··· Source passage

Introduction to 64-bit Computing and x86-64

James writes "Ars Technica has an article up explaining 64-bit computing from the x86 angle, specifically from the angle of AMD's Hammer. The article explains the details in that usual Ars style, and I found it very useful for thinking about what kinds of applications I may want to put to the test on one of these when we get a box in the office. Even non-x86 freaks may appreciate this, since it breaks down some of the basic advantages of 64-bit computing, and just who can expect to see gains in the near future."

Looking forward to it

[dreamchaser]

While IA-64 isn't as bad as many here like to paint it, I'm looking forward to x86-64, if for no other reason than the continued pressure and competition for Intel.

We've all heard the rumors that Intel has a 'secret' project to produce a P4 that executes x86-64. I have a feeling that they might have to unveil it, if only for marketing reasons. Wouldn't it be ironic, Intel adopting AMD's extensions to the x86 instruction set!

Re:Looking forward to it

[MSTCrow5429]

InStat/MDR thinks that Intel will adopt x86-64. As an AMD shareholder, I think that would be great, but I'm not sure I share InStat/MDR's optimism. Athlon 64 will not only have to be equal to the P4, it will have to blow it out of the water. Maybe InStat/MDR knows something I don't.

Re:Looking forward to it

[e8johan]

It would be truly ironic if Intel adopted AMD's extensions, but it would only show that AMD dared to go against Intel and do the right thing. From a business point of view, it was a brave move and I believe that it will be the best move that they have made in a long time.

Mix code in long mode?

[SynKKnyS]

After reading the topic article (of which I saw on HardOCP yesterday), I was left with one question. Can you mix 32 bit and 64 bit code inside of ONE process? I know the OS can support 32 bit and 64 bit processes under Long mode, but can you mix code in a single process? It would be nice to know if you could build an application, query the CPUID feature flags, and then produce optimized code paths for both 32 bit and 64 bit. This would be nice because you can just supply one set of binaries to your customers instead of two seperate binaries. Anyone have any experience with the Opteron who can answer this?

Re:Mix code in long mode?

[CoolVibe]

Well, the industry can always revert to what Apple did if it isn't possible. Make "Fat" executables. ia-64, ia-32 and x86-64 in one executable. Sure, the binaries will be bigger, but with harddisk prices nowadays I don't believe disk space is really an issue :)

Re:Mix code in long mode?

[darkov]

From the article:

These modes are set for each segment of code on a per-segment basis by means of two bits in the segment's code segment descriptor.

So you just get your compiler to generate two segments. You'd have to figure out how to call one or the other, but there is the basis for it.

Re:Mix code in long mode?

[CoolVibe]

I don't know, I'd have to check.

From the elf(3) manual page:

[snip]
ELF provides a framework in which to define a family of object files, supporting multiple processors and architectures. An important distinction among object files is the class, or capacity, of the file. The 32-bit class supports architectures in which a 32-bit object can represent addresses, file sizes, etc., as in the following.
[snip]

So, basically it's possible with ELF. I don't know about PE. Otherwise, bundling is possible. Just look at Mac OS X/NeXTSTEP, which used fat bins with Bundles.

······

**The tasks:**
a - List every poster name that appears in square brackets in the x86-64 thread, giving each name once.
b - For each statement, indicate whether the x86-64 thread agrees with it. Answer yes or no, and quote the deciding words.
(i) MSTCrow5429 holds shares in AMD.
(ii) CoolVibe considers disk space a serious obstacle to "Fat" executables.
(iii) The passage darkov quotes says the modes are set by three bits in the code segment descriptor.
The data below comes from a source unrelated to the x86-64 thread above.

··· Data shown

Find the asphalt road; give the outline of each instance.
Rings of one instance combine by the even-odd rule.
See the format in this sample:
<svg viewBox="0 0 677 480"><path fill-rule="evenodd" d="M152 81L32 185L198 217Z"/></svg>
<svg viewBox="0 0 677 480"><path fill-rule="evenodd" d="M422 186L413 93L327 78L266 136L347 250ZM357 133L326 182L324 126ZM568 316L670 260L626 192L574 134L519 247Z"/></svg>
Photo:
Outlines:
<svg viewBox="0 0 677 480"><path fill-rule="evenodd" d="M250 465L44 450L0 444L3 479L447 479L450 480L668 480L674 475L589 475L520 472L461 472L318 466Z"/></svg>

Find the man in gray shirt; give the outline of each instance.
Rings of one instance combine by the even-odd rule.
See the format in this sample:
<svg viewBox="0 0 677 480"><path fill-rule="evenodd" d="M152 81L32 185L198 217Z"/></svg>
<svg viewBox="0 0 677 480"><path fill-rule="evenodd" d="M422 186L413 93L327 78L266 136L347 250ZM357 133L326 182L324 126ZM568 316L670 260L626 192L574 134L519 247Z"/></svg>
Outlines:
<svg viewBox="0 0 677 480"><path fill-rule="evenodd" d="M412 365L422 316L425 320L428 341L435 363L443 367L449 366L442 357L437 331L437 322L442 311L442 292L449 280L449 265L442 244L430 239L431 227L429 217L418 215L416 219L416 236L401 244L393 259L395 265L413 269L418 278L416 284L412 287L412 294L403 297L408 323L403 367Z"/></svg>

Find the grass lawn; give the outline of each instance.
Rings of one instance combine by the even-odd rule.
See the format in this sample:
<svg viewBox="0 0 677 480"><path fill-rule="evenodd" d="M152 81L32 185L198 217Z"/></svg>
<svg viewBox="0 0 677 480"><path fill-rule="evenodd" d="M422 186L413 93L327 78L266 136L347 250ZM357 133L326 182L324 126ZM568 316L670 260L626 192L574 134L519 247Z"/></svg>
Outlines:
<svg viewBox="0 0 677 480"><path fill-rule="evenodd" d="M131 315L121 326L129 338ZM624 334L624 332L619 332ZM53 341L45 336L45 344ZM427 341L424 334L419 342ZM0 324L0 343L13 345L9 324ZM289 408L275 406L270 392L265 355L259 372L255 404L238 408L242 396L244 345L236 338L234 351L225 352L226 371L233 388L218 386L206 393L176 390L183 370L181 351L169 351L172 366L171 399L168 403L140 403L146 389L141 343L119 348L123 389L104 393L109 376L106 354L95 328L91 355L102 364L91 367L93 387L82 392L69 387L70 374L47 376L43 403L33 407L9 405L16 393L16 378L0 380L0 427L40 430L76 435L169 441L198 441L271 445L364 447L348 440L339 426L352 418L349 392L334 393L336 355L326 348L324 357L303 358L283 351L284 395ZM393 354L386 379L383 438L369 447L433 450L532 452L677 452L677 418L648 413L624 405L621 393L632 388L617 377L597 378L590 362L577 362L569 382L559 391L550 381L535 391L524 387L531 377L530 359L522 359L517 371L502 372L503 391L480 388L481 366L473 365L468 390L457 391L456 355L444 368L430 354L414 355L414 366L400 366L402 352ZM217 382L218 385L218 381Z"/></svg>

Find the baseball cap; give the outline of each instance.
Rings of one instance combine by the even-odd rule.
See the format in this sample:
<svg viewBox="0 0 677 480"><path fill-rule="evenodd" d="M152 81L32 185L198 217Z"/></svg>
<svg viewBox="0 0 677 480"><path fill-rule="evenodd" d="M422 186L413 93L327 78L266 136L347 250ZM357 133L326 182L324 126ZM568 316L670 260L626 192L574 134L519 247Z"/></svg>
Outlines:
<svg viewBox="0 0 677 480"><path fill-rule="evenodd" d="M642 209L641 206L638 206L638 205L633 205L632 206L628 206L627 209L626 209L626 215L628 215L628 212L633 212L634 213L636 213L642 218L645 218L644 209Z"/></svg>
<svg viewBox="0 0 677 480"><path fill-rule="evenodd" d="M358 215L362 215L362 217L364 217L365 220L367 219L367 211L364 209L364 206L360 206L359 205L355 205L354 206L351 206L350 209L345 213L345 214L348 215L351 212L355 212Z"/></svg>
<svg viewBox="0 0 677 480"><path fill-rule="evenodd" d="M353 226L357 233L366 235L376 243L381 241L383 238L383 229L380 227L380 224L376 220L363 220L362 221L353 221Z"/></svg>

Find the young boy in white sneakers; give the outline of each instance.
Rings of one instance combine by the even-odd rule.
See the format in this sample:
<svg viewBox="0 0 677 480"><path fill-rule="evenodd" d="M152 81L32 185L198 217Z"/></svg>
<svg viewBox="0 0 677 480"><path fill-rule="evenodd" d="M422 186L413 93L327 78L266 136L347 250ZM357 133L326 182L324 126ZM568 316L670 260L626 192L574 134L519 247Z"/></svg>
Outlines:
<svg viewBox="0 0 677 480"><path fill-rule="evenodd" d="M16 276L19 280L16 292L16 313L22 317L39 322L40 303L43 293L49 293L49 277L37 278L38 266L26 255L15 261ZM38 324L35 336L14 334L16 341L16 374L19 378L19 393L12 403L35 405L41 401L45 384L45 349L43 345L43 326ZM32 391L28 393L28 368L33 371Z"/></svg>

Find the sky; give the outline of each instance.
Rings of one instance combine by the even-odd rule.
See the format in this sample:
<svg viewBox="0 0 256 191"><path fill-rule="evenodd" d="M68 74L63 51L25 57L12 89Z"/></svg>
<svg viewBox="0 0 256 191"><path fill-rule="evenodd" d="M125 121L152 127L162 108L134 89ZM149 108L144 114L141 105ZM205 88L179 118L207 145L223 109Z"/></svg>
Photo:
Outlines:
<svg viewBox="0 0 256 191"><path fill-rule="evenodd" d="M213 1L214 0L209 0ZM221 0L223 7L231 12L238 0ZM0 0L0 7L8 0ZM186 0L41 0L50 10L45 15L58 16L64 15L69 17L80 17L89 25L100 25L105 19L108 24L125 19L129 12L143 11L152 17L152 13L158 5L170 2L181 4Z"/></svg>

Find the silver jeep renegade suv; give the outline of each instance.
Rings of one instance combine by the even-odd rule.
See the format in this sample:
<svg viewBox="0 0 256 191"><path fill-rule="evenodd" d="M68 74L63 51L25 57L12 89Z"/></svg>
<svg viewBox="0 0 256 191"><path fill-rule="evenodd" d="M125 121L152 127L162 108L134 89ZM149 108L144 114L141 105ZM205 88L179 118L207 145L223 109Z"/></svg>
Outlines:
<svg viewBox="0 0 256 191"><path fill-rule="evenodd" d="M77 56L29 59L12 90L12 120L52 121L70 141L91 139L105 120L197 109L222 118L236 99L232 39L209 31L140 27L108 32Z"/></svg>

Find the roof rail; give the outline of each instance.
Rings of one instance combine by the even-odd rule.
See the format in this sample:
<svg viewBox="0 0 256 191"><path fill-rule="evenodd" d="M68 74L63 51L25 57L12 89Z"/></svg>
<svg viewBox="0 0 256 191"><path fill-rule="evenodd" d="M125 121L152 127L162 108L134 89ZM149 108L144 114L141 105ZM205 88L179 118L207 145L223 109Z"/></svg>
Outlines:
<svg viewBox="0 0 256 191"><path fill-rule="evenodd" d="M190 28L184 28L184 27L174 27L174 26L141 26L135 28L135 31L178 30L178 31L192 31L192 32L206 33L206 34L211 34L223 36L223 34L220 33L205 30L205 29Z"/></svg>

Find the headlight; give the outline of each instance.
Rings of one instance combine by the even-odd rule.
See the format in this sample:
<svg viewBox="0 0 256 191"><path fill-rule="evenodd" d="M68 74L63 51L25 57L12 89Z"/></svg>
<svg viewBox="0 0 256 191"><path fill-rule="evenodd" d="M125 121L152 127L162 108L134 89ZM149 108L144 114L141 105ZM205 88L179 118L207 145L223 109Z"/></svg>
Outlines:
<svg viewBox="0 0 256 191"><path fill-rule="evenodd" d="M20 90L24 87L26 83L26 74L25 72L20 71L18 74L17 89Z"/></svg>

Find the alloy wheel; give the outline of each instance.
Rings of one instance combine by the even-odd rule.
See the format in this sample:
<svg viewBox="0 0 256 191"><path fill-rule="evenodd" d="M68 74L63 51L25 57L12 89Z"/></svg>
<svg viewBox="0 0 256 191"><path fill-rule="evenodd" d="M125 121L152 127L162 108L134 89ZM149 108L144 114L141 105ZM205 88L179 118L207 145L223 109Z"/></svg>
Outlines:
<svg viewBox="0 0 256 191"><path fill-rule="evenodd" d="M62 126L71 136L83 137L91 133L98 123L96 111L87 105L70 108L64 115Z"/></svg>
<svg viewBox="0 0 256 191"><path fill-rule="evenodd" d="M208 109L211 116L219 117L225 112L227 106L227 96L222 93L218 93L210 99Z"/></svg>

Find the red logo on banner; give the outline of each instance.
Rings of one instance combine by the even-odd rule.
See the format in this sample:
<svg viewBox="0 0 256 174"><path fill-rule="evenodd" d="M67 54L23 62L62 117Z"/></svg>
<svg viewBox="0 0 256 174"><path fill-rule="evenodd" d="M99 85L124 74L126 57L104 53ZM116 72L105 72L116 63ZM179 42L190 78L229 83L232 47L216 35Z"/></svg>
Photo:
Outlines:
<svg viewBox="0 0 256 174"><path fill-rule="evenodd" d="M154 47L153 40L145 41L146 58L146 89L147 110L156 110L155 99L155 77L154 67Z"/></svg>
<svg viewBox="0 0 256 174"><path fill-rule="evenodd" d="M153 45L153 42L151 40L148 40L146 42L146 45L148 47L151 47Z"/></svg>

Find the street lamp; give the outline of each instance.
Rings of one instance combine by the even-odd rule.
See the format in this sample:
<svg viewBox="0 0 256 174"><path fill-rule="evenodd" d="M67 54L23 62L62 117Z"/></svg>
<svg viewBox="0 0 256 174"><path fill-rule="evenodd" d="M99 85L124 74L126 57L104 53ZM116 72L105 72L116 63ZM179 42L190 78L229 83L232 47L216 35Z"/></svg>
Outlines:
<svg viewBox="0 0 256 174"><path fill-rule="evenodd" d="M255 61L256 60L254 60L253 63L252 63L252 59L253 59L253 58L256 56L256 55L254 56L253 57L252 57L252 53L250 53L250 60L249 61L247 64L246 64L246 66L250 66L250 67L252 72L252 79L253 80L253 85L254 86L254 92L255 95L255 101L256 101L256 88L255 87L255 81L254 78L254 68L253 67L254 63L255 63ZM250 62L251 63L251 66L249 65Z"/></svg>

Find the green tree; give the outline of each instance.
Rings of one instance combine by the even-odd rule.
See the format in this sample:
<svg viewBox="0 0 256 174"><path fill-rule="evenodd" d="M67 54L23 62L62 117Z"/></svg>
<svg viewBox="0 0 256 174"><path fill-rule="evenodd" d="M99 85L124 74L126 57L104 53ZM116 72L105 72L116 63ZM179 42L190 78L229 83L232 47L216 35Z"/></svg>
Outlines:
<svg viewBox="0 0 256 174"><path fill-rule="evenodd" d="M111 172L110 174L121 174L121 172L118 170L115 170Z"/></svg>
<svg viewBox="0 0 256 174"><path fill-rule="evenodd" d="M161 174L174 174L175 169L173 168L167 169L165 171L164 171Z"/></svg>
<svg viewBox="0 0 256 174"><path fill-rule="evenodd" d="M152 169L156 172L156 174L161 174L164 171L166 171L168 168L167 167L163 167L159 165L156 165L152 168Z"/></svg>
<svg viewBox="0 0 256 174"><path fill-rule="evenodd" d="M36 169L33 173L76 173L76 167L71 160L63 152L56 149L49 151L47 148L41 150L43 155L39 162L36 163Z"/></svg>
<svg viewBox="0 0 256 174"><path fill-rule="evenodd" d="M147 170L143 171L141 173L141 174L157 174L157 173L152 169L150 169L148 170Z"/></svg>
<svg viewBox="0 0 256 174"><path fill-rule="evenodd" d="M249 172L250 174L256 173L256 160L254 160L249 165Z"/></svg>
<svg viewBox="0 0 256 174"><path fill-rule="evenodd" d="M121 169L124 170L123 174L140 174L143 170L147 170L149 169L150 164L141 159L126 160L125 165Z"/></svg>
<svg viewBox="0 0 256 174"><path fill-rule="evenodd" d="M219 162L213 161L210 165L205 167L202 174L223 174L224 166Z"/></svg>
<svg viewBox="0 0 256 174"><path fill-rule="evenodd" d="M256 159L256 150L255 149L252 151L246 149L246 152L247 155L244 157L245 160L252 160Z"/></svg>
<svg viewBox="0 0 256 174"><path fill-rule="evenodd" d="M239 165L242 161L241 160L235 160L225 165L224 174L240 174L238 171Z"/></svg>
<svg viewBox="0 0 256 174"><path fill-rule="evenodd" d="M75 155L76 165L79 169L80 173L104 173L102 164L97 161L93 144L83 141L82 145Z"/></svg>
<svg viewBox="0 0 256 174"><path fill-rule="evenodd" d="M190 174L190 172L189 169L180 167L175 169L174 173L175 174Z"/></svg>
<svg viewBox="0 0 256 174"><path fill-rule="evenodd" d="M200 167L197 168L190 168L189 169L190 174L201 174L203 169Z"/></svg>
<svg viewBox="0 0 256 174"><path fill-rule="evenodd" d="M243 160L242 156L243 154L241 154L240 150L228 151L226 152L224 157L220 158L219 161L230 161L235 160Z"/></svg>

······

**Responses to the tasks:**
a - dreamchaser, MSTCrow5429, e8johan, SynKKnyS, CoolVibe, darkov

b -
(i) Yes: "As an AMD shareholder, I think that would be great"
(ii) No: "with harddisk prices nowadays I don't believe disk space is really an issue"
(iii) No: "by means of two bits in the segment's code segment descriptor"